• _RECORDS FOR PROCESSING_
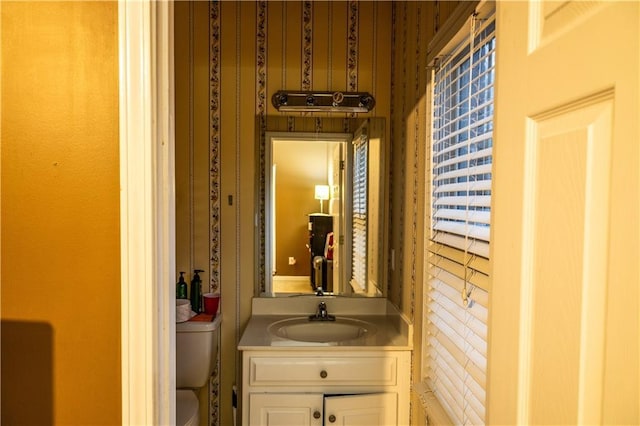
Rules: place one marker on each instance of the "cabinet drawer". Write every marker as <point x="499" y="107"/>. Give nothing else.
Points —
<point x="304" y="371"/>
...
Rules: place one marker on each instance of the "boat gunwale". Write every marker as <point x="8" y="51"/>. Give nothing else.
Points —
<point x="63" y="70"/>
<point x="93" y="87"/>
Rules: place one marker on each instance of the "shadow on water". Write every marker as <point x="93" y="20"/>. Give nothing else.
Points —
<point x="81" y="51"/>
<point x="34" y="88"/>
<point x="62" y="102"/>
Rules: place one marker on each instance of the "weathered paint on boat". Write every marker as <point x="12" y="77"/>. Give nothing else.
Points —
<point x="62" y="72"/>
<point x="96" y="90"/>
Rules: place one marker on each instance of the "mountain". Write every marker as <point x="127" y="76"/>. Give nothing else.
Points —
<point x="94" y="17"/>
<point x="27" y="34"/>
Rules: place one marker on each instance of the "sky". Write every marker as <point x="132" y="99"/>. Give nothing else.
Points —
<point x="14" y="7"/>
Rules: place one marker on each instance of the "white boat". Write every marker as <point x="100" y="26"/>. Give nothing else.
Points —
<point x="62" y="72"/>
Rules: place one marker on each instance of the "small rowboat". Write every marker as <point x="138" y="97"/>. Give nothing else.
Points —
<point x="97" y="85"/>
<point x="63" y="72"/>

• _EXERCISE INSTRUCTIONS_
Locate each line in the records above that contains the word "Give" and copy those lines.

• _RESPONSE BELOW_
Rules: place one marker on each instance of the "cabinet drawer". Write every marker as <point x="499" y="107"/>. Give nothing else.
Rules: place one marker on each instance of the "boat gunwale". Write every marker as <point x="8" y="51"/>. Give nothing else.
Rules: place one marker on each instance of the "shadow on water". Write every marker as <point x="93" y="20"/>. Give nothing else.
Rules: place one marker on each instance of the "weathered paint on boat". Write every marker as <point x="12" y="77"/>. Give nothing else.
Rules: place one marker on each instance of the "mountain". Write every marker as <point x="127" y="76"/>. Give nothing else.
Rules: place one marker on each instance of the "sky". Write every marker as <point x="132" y="99"/>. Give nothing else.
Rules: place one marker on each instance of the "white boat". Write every marker as <point x="100" y="26"/>. Give nothing else.
Rules: place one marker on each instance of the "small rowboat". Write every marker as <point x="138" y="97"/>. Give nothing else.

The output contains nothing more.